**Working data:**

════════

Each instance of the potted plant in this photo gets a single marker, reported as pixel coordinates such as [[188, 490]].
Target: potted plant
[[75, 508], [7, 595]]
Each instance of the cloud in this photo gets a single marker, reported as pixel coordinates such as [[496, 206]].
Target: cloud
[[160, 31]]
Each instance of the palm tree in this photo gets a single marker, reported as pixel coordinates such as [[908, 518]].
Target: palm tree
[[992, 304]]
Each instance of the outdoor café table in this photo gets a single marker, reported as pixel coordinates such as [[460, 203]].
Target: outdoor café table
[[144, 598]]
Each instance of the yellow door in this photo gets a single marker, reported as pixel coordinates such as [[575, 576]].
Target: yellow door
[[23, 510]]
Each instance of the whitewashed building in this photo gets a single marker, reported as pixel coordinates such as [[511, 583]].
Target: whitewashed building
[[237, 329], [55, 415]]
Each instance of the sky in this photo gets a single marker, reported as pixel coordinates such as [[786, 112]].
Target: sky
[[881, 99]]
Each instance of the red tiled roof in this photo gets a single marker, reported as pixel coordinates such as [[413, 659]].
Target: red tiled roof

════════

**Assigned task:** Find the lines above that hold "tiled", then copy each of them.

**Task response:**
Each instance of the red tiled roof in this photo gets a single marker, reported as pixel coordinates such as [[413, 659]].
Target: red tiled roof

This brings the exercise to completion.